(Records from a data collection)
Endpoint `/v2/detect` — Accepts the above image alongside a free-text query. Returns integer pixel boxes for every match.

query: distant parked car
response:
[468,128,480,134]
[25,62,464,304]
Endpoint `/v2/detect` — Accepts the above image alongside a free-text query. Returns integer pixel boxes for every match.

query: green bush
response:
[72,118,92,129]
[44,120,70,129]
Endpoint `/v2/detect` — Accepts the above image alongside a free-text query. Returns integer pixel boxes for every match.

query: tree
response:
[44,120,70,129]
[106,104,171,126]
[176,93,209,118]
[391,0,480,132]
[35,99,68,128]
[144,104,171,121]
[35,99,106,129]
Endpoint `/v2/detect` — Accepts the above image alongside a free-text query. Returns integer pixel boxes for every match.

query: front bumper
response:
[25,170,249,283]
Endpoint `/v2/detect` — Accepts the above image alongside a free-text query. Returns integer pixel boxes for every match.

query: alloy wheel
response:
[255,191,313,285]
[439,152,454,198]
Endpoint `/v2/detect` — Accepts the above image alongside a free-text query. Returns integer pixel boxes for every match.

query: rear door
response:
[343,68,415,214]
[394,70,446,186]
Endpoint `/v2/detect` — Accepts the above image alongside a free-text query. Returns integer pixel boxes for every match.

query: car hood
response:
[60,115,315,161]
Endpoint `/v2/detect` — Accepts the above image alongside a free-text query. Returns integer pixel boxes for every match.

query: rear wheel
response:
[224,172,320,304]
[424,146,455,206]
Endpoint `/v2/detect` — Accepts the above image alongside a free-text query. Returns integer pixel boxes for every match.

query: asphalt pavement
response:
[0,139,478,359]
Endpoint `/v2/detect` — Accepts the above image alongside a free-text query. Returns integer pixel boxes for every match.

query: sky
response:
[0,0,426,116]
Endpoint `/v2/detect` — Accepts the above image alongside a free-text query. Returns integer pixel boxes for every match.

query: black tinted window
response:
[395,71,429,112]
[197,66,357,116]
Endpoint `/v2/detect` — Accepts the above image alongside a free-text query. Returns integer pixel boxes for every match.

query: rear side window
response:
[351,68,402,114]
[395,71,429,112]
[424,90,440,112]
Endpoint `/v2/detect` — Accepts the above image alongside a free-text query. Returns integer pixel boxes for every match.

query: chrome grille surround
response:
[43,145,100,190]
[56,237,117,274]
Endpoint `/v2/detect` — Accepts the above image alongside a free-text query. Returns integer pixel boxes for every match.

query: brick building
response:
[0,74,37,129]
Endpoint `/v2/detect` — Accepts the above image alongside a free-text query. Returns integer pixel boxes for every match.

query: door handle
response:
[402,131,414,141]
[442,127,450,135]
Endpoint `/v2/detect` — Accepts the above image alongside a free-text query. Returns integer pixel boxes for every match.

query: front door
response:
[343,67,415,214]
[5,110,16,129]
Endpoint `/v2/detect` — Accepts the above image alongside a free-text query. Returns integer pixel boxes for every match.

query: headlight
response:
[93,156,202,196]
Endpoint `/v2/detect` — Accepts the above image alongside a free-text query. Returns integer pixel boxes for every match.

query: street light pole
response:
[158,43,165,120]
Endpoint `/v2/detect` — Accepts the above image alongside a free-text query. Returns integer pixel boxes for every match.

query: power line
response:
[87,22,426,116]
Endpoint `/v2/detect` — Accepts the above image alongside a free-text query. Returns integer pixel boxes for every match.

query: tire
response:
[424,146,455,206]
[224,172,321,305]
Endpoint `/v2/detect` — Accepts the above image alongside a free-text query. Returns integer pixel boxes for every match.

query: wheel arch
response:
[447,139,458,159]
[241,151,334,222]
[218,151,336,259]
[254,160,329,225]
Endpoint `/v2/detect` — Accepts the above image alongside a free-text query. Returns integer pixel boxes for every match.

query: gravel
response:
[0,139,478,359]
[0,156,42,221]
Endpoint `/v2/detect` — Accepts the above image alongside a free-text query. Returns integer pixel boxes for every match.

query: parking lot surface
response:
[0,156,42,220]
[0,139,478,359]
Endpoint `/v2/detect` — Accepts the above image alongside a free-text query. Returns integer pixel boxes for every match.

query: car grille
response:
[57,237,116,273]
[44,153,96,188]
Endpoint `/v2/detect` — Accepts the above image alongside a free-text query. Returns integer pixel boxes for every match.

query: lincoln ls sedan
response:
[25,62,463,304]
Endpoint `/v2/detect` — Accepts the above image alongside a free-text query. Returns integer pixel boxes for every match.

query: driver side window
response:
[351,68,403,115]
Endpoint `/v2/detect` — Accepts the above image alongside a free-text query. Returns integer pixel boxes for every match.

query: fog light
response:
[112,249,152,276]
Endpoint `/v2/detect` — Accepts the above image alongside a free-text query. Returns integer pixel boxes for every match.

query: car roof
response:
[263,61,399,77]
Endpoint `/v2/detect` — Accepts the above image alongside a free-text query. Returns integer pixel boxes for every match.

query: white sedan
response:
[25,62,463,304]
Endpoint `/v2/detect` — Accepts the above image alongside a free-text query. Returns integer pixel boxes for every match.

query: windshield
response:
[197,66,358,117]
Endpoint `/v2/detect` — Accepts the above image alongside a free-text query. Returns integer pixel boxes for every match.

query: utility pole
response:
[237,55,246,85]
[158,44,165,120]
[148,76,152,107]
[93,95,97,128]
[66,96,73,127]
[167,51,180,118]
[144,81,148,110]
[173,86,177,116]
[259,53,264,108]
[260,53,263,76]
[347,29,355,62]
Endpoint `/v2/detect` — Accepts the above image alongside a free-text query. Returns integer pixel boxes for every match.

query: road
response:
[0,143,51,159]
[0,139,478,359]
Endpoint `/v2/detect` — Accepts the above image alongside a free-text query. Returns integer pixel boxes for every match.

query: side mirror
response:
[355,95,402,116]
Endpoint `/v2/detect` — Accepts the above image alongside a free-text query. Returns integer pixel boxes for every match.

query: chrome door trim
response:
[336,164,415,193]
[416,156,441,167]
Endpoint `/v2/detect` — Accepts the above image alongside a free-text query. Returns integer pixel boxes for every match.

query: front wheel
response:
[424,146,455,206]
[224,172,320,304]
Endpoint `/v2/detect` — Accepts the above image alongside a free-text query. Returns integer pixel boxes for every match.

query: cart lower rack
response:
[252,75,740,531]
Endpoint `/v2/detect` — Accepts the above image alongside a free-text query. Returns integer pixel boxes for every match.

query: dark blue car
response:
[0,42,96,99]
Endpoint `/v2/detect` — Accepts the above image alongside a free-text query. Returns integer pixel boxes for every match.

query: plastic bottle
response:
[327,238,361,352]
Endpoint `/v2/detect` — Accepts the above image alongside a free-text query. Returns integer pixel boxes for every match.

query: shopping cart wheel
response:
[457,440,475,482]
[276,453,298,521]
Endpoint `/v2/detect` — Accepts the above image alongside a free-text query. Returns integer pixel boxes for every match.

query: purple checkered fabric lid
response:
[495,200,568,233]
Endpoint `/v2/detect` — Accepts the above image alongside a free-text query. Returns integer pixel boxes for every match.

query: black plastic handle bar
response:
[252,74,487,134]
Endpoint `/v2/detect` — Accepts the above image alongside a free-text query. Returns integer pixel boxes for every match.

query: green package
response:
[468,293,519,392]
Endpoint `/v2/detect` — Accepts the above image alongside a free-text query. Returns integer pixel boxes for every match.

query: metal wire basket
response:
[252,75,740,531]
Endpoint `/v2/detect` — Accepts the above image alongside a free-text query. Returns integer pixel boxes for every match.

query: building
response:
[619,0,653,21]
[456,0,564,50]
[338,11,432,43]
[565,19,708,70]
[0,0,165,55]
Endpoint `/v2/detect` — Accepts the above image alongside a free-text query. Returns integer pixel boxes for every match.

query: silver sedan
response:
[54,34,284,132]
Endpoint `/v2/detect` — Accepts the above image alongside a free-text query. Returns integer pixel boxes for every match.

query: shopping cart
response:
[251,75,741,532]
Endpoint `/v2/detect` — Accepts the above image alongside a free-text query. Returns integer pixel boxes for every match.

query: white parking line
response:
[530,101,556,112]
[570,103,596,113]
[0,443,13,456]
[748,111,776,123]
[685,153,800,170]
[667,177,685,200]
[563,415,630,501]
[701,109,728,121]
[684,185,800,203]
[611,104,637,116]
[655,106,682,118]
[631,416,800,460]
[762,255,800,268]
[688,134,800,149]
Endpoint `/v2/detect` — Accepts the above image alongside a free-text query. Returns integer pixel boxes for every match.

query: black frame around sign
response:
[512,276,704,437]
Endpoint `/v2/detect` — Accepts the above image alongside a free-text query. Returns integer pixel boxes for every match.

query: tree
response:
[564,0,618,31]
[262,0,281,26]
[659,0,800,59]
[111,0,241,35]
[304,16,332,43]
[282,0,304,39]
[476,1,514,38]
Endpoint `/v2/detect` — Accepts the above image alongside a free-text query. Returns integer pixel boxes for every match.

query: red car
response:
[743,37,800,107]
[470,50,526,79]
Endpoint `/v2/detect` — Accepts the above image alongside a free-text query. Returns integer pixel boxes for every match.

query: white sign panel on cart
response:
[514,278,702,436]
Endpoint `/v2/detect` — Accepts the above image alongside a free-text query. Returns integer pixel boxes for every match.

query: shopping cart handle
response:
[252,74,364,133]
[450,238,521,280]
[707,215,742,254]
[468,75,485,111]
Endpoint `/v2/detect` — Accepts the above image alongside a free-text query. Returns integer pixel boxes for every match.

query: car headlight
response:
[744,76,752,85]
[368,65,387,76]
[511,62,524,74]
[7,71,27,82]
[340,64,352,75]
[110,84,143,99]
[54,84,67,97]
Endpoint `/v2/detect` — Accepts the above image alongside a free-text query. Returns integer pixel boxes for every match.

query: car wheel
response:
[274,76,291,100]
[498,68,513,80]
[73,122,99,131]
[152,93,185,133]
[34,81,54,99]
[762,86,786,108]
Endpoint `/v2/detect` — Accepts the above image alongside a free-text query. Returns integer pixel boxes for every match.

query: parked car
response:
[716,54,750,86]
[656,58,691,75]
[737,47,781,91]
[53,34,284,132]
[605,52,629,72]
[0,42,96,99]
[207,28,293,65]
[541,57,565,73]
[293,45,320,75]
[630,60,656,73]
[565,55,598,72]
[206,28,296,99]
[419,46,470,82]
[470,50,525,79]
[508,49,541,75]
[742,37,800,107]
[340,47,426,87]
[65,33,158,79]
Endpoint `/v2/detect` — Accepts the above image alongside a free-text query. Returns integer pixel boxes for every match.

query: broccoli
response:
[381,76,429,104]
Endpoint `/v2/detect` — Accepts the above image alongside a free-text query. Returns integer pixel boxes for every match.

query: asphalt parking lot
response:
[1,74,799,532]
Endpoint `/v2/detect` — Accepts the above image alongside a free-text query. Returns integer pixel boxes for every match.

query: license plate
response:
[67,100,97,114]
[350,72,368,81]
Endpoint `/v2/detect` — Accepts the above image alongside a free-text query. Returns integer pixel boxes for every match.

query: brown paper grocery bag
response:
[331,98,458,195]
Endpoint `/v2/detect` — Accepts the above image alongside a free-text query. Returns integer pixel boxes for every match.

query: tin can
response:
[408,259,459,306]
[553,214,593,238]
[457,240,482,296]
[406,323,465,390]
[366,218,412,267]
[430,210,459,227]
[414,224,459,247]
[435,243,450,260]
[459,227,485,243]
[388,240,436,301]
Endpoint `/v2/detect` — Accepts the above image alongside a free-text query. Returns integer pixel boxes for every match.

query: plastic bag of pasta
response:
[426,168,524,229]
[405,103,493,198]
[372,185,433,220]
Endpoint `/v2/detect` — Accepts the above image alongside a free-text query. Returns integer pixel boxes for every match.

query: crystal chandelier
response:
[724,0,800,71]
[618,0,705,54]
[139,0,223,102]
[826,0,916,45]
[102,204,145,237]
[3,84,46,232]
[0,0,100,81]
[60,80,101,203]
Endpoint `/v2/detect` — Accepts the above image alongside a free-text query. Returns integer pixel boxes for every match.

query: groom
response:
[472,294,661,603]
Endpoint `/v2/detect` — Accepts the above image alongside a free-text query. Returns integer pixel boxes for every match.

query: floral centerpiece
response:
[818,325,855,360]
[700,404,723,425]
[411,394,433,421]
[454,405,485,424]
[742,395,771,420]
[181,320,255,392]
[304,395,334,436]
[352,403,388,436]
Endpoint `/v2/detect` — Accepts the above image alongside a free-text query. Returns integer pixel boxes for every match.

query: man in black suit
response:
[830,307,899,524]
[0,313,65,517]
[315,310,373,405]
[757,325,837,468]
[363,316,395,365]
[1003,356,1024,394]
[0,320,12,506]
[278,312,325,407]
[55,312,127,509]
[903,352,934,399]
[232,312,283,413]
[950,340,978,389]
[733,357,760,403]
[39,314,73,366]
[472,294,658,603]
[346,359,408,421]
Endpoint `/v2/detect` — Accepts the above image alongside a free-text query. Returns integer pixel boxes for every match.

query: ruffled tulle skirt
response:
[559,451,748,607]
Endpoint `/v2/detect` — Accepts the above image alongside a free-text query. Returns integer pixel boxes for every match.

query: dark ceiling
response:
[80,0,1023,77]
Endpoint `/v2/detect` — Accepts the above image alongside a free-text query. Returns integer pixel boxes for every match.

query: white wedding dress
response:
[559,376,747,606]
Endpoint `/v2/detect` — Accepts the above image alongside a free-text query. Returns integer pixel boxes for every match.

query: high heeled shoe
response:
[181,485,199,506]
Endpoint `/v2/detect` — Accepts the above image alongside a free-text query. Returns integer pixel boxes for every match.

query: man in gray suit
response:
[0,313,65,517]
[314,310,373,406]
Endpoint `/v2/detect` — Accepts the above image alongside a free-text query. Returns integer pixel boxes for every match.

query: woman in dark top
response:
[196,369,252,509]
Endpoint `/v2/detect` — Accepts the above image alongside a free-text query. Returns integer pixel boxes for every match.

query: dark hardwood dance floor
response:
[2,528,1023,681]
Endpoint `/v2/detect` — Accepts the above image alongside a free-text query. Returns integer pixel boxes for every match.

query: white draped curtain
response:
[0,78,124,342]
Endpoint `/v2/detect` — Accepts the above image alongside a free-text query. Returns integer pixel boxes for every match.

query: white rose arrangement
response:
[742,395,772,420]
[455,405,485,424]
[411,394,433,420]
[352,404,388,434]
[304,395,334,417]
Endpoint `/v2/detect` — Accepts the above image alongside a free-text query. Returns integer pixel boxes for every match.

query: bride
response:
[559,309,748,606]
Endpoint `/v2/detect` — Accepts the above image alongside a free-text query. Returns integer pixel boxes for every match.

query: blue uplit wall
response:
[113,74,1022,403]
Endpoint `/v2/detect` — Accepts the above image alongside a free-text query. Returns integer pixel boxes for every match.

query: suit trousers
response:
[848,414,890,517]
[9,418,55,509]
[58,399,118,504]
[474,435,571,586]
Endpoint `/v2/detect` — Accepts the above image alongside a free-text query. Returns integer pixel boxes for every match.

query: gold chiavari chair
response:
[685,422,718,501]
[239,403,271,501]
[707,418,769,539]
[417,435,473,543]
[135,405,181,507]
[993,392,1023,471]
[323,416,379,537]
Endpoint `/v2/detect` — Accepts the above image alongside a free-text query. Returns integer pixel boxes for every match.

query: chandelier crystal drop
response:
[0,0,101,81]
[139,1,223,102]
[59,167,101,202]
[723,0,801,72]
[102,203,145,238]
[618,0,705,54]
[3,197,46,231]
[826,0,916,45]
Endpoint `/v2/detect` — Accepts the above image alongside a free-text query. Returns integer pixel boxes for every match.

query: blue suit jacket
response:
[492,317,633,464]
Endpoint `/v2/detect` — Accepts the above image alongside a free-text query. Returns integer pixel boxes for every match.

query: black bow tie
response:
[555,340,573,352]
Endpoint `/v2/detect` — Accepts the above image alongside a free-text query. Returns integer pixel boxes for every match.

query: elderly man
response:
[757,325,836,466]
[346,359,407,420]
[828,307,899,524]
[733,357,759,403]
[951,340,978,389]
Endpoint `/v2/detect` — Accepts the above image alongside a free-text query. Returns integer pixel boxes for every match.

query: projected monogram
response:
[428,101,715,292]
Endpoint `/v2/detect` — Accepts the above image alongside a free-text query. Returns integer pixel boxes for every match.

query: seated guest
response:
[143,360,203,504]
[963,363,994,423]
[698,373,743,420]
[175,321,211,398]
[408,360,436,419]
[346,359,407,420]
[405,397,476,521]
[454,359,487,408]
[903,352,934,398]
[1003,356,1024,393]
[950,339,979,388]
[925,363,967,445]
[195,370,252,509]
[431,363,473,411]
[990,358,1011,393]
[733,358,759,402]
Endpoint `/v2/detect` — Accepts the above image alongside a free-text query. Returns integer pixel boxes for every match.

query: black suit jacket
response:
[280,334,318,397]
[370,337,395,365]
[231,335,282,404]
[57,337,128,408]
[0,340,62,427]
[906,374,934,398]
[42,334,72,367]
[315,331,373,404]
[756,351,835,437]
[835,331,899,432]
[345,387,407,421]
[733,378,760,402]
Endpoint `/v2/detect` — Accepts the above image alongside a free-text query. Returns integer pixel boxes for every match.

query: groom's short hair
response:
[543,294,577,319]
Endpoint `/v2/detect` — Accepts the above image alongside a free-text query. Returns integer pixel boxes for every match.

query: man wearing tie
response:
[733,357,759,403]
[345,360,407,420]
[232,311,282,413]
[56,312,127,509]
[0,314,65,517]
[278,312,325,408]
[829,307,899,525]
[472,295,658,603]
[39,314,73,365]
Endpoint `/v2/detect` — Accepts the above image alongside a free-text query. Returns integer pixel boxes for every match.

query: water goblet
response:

Problem description
Taking the line with "query: high heeled shoe" as the first and the line with "query: woman in dark top" as the last, retype that stretch of the data above exactly, with no other lines.

Answer section
query: high heeled shoe
response:
[181,485,199,506]
Endpoint `/v2/detect` — Accepts the above image alongside a free-text query. Returns integer pixel boxes for every match.

query: man in gray suit
response:
[0,313,65,517]
[314,310,373,406]
Endpoint `/v2/detect` — Accepts the above image alongside a free-text query. Returns integer pixel boxes for every match.

query: woman in dark top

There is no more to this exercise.